Write the records out again exactly, but without pictures.

[Start of section]

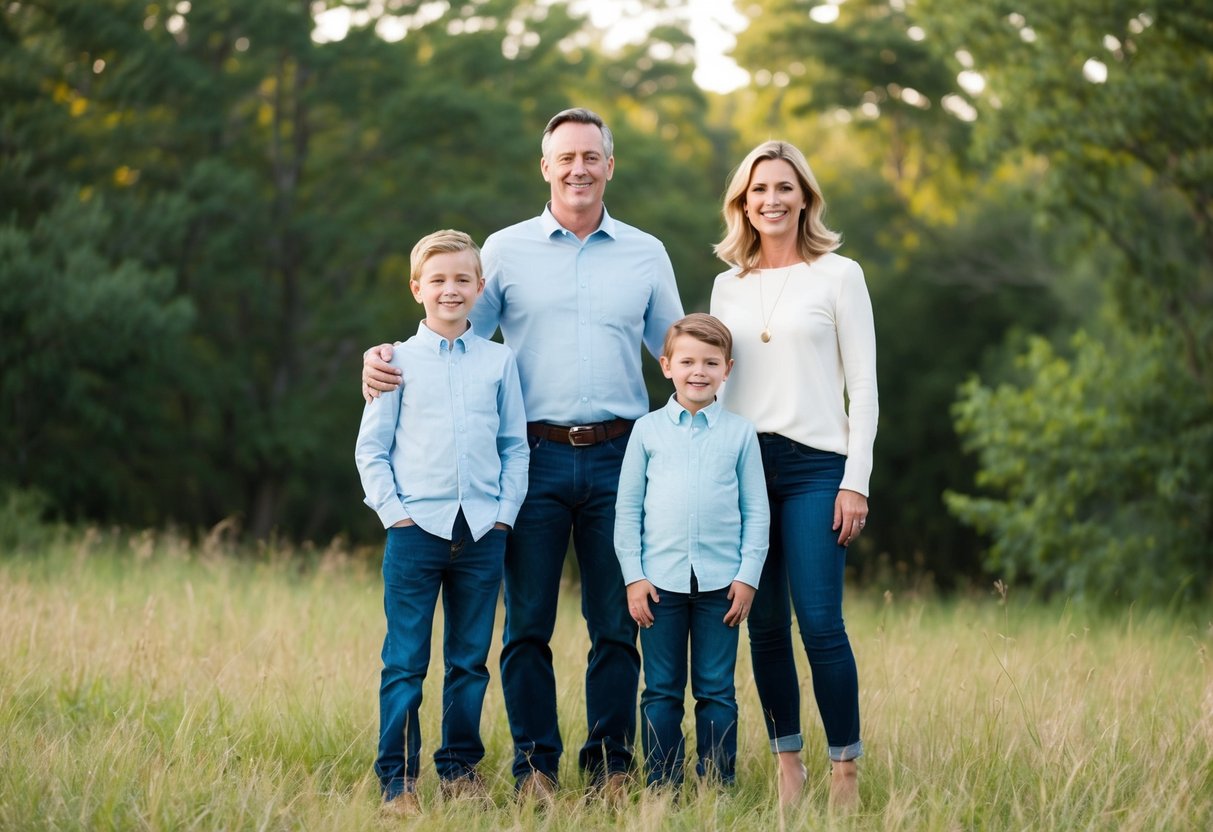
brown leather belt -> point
(580, 436)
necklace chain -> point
(762, 303)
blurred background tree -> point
(206, 210)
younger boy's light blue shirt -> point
(692, 496)
(453, 436)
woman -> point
(804, 343)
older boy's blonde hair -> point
(702, 328)
(440, 243)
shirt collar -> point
(675, 411)
(438, 342)
(551, 224)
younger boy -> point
(692, 529)
(443, 461)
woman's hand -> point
(850, 516)
(742, 597)
(638, 593)
(379, 376)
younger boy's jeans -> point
(698, 619)
(416, 564)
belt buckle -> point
(581, 436)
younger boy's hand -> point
(742, 597)
(638, 593)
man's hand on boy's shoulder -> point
(379, 376)
(742, 597)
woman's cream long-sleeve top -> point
(823, 345)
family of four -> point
(733, 502)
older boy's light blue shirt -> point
(692, 496)
(575, 312)
(454, 434)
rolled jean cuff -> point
(844, 753)
(790, 742)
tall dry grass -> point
(149, 685)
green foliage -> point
(1099, 463)
(1102, 471)
(222, 208)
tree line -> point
(208, 210)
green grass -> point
(147, 685)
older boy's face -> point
(696, 369)
(448, 286)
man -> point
(574, 292)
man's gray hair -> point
(579, 115)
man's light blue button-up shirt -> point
(692, 496)
(575, 312)
(454, 434)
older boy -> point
(443, 461)
(692, 528)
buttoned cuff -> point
(507, 512)
(630, 566)
(392, 513)
(750, 571)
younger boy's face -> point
(448, 286)
(696, 369)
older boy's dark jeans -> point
(570, 489)
(416, 564)
(694, 619)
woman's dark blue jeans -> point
(804, 565)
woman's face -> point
(774, 198)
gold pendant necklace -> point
(762, 303)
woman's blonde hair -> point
(740, 245)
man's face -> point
(577, 167)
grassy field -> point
(144, 684)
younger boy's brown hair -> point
(439, 243)
(702, 328)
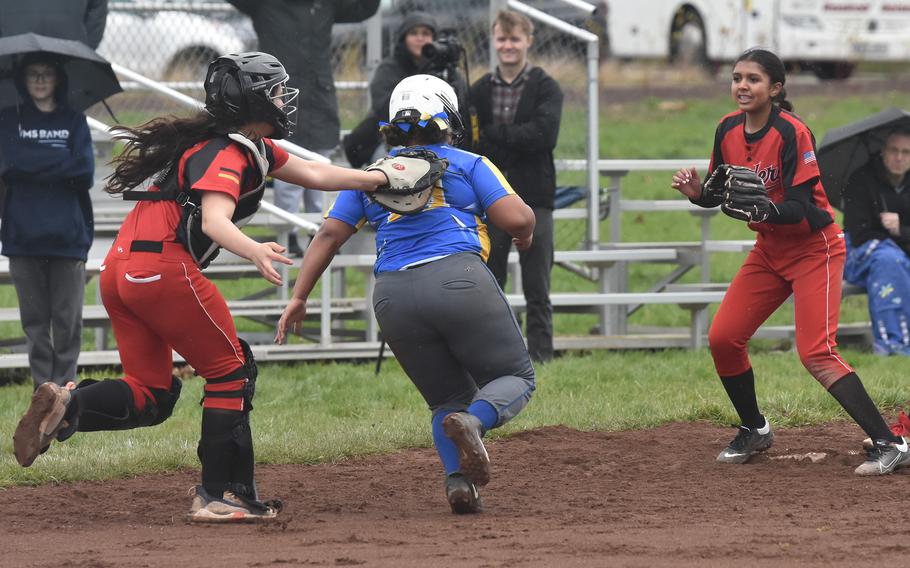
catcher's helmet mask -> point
(419, 100)
(249, 87)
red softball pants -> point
(160, 302)
(811, 268)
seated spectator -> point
(47, 230)
(877, 222)
(364, 144)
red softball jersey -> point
(218, 164)
(782, 154)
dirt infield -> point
(559, 497)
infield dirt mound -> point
(559, 497)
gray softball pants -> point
(455, 335)
(51, 292)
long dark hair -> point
(152, 147)
(775, 69)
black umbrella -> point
(90, 78)
(848, 148)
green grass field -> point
(309, 413)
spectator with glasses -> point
(877, 222)
(47, 229)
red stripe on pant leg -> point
(224, 403)
(817, 298)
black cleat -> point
(465, 430)
(884, 457)
(462, 495)
(748, 442)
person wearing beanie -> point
(363, 145)
(48, 167)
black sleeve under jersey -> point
(795, 205)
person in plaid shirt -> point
(519, 108)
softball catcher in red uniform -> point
(799, 250)
(208, 174)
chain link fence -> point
(172, 41)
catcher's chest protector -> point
(189, 232)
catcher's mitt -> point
(745, 196)
(713, 188)
(412, 175)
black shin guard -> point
(852, 396)
(741, 390)
(226, 452)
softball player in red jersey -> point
(208, 173)
(799, 250)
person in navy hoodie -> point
(47, 228)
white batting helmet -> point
(418, 99)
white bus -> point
(829, 36)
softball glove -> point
(412, 175)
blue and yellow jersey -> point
(452, 222)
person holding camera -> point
(364, 144)
(418, 50)
(519, 108)
(299, 34)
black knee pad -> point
(226, 452)
(248, 371)
(109, 405)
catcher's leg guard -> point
(226, 452)
(109, 405)
(226, 445)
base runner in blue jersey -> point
(439, 307)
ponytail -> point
(152, 147)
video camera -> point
(442, 55)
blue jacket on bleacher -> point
(48, 168)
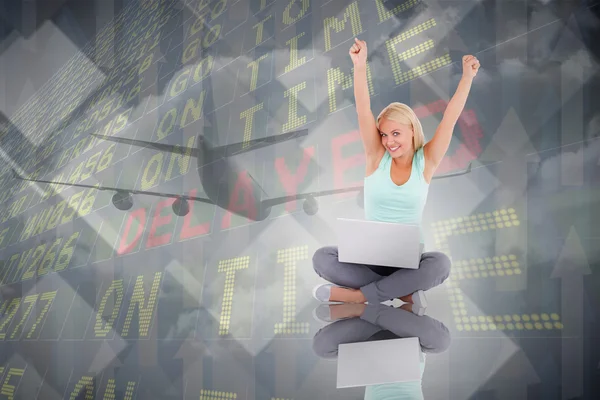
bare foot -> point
(406, 307)
(407, 298)
(341, 311)
(346, 295)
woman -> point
(353, 323)
(399, 168)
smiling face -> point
(397, 138)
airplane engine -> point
(263, 213)
(181, 207)
(310, 206)
(122, 200)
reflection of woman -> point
(366, 322)
(399, 169)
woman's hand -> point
(358, 52)
(470, 66)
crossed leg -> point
(377, 283)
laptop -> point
(379, 362)
(385, 244)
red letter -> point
(140, 215)
(290, 182)
(157, 221)
(249, 204)
(188, 231)
(342, 164)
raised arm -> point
(366, 121)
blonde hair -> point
(403, 114)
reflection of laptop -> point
(378, 243)
(379, 362)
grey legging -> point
(380, 322)
(382, 283)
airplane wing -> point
(281, 200)
(220, 151)
(158, 146)
(132, 191)
(243, 147)
(284, 199)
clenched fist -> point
(358, 52)
(470, 66)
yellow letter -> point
(294, 120)
(335, 23)
(145, 312)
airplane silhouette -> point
(219, 176)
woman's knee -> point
(324, 347)
(439, 264)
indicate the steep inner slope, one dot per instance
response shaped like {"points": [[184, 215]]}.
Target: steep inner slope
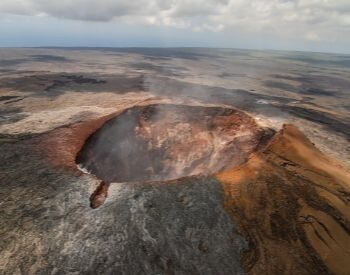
{"points": [[163, 142]]}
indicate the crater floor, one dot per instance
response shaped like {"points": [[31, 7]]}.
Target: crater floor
{"points": [[165, 141]]}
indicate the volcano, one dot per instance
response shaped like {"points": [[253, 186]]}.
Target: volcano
{"points": [[164, 142]]}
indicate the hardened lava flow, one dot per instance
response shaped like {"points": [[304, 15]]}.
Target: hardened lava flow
{"points": [[164, 142]]}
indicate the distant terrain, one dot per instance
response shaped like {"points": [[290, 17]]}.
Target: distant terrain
{"points": [[263, 139]]}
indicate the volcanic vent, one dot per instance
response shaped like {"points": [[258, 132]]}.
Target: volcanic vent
{"points": [[163, 142]]}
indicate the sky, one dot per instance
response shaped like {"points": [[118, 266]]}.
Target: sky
{"points": [[304, 25]]}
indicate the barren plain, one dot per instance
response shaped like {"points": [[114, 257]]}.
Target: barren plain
{"points": [[174, 161]]}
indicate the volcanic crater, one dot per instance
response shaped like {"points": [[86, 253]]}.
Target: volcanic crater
{"points": [[163, 142]]}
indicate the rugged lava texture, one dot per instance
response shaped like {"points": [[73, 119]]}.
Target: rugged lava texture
{"points": [[292, 204], [162, 142]]}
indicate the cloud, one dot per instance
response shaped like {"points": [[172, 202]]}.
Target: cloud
{"points": [[311, 20]]}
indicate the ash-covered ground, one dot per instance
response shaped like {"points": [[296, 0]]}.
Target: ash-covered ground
{"points": [[53, 99]]}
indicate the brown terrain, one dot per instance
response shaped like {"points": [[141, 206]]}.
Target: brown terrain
{"points": [[292, 203], [159, 166]]}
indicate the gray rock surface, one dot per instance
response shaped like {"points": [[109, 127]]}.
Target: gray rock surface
{"points": [[48, 227]]}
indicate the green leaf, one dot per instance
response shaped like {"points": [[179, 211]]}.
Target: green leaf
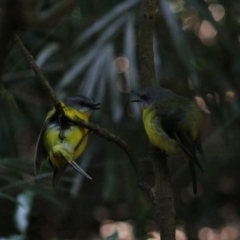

[End of section]

_ANSWER SECTION_:
brown leather belt -> point
(580, 436)
necklace chain -> point
(762, 303)
blurred background tree -> point
(206, 210)
younger boy's light blue shirt -> point
(692, 496)
(453, 436)
woman -> point
(804, 343)
older boy's blonde hair -> point
(702, 328)
(440, 243)
shirt collar -> point
(675, 411)
(438, 342)
(551, 224)
younger boy -> point
(692, 529)
(443, 461)
woman's hand -> point
(850, 516)
(742, 597)
(638, 593)
(379, 376)
younger boy's jeans -> point
(698, 619)
(416, 564)
belt buckle -> point
(581, 436)
younger boy's hand -> point
(742, 597)
(638, 593)
man's hand on boy's shoulder -> point
(379, 376)
(742, 597)
woman's cream long-sleeve top -> point
(823, 345)
family of four -> point
(733, 502)
older boy's light blue shirt -> point
(692, 496)
(575, 312)
(454, 434)
rolled jean cuff -> point
(844, 753)
(790, 742)
tall dry grass -> point
(149, 685)
green foliage -> point
(1099, 463)
(1102, 471)
(222, 208)
tree line -> point
(208, 210)
green grass -> point
(147, 685)
older boy's face -> point
(696, 369)
(448, 286)
man -> point
(574, 292)
man's gray hair -> point
(579, 115)
man's light blue button-up shirt -> point
(692, 496)
(575, 312)
(454, 434)
older boy -> point
(443, 461)
(692, 528)
buttoned cuff -> point
(507, 512)
(630, 566)
(392, 513)
(750, 571)
younger boy's face -> point
(448, 286)
(696, 369)
older boy's dark jeans -> point
(570, 489)
(416, 564)
(694, 619)
woman's dark blue jeans -> point
(804, 565)
woman's face -> point
(774, 198)
gold pendant necklace -> point
(762, 303)
woman's blonde hair -> point
(740, 245)
man's face -> point
(577, 167)
grassy field -> point
(144, 684)
younger boy's brown hair -> point
(439, 243)
(702, 328)
catcher's helmet mask -> point
(419, 100)
(249, 87)
red softball pants -> point
(160, 302)
(811, 268)
seated spectator -> point
(47, 230)
(877, 222)
(364, 144)
red softball jersey -> point
(218, 164)
(782, 154)
dirt infield -> point
(559, 497)
infield dirt mound -> point
(559, 497)
gray softball pants -> point
(455, 335)
(51, 292)
long dark hair -> point
(152, 147)
(775, 69)
black umbrella -> point
(90, 78)
(848, 148)
green grass field -> point
(309, 413)
spectator with glasses -> point
(877, 222)
(47, 229)
red stripe on pant leg -> point
(224, 403)
(817, 298)
black cleat -> point
(465, 430)
(884, 457)
(462, 495)
(748, 442)
person wearing beanie -> point
(363, 145)
(48, 167)
black sleeve under jersey -> point
(795, 205)
person in plaid shirt -> point
(519, 108)
softball catcher in red uniform -> point
(799, 250)
(208, 174)
chain link fence -> point
(172, 41)
catcher's chest protector -> point
(189, 232)
catcher's mitt -> point
(745, 196)
(713, 188)
(412, 175)
black shin guard -> point
(852, 396)
(741, 390)
(226, 452)
softball player in red jersey -> point
(208, 173)
(799, 250)
person in navy hoodie -> point
(47, 228)
white batting helmet -> point
(418, 99)
white bus -> point
(829, 36)
softball glove -> point
(412, 175)
blue and yellow jersey -> point
(452, 222)
person holding camera -> point
(364, 144)
(418, 50)
(519, 108)
(299, 34)
black knee pad -> point
(226, 452)
(248, 371)
(109, 405)
catcher's leg guard -> point
(226, 452)
(109, 405)
(226, 445)
base runner in blue jersey -> point
(439, 307)
ponytail -> point
(152, 147)
video camera -> point
(442, 55)
blue jacket on bleacher -> point
(48, 168)
bare foot -> point
(406, 307)
(407, 298)
(341, 311)
(346, 295)
woman -> point
(353, 323)
(399, 168)
smiling face -> point
(397, 138)
airplane engine -> point
(263, 213)
(181, 207)
(310, 206)
(122, 200)
reflection of woman -> point
(366, 322)
(399, 169)
woman's hand -> point
(358, 52)
(470, 66)
crossed leg -> point
(377, 283)
laptop -> point
(379, 362)
(385, 244)
red letter -> point
(140, 215)
(290, 182)
(157, 221)
(249, 204)
(188, 231)
(342, 164)
raised arm -> point
(366, 121)
blonde hair -> point
(403, 114)
reflection of laptop -> point
(378, 243)
(379, 362)
grey legging -> point
(380, 322)
(382, 283)
airplane wing -> point
(281, 200)
(220, 151)
(158, 146)
(132, 191)
(243, 147)
(284, 199)
clenched fist -> point
(358, 52)
(470, 66)
yellow letter -> point
(294, 120)
(335, 23)
(145, 312)
airplane silhouette -> point
(219, 176)
woman's knee -> point
(324, 347)
(439, 264)
indicate the steep inner slope, one dot per instance
response shaped like {"points": [[184, 215]]}.
Target: steep inner slope
{"points": [[163, 142]]}
indicate the crater floor, one dot per instance
response shaped like {"points": [[31, 7]]}.
Target: crater floor
{"points": [[165, 141]]}
indicate the volcano, one dot per instance
response shaped like {"points": [[253, 186]]}.
Target: volcano
{"points": [[164, 142]]}
indicate the hardened lava flow, one dot per instance
response shaped like {"points": [[304, 15]]}.
Target: hardened lava flow
{"points": [[164, 142]]}
indicate the distant terrain, one dot per instance
response shaped like {"points": [[290, 17]]}.
Target: distant terrain
{"points": [[263, 139]]}
indicate the volcanic vent, one dot per instance
response shaped like {"points": [[258, 132]]}.
Target: volcanic vent
{"points": [[163, 142]]}
indicate the sky, one dot per instance
response shaped like {"points": [[118, 266]]}.
Target: sky
{"points": [[304, 25]]}
indicate the barren plain, one dot per instance
response shaped like {"points": [[114, 257]]}.
Target: barren plain
{"points": [[174, 161]]}
indicate the volcanic crater, one dot per instance
response shaped like {"points": [[86, 253]]}.
Target: volcanic crater
{"points": [[163, 142]]}
indicate the rugged lava texture, one dot per instance
response shaped like {"points": [[73, 119]]}.
Target: rugged lava texture
{"points": [[292, 204], [162, 142]]}
indicate the cloud, one dot per instance
response shaped like {"points": [[172, 202]]}.
Target: cloud
{"points": [[311, 20]]}
indicate the ash-covered ground, one dot per instance
response shaped like {"points": [[296, 0]]}.
Target: ash-covered ground
{"points": [[53, 99]]}
indicate the brown terrain, one dot per instance
response shaped like {"points": [[141, 206]]}.
Target: brown terrain
{"points": [[292, 203], [159, 166]]}
indicate the gray rock surface, one dot per instance
response shaped like {"points": [[109, 127]]}.
Target: gray rock surface
{"points": [[48, 227]]}
indicate the green leaf, one dot per instance
response shaped like {"points": [[179, 211]]}.
Target: green leaf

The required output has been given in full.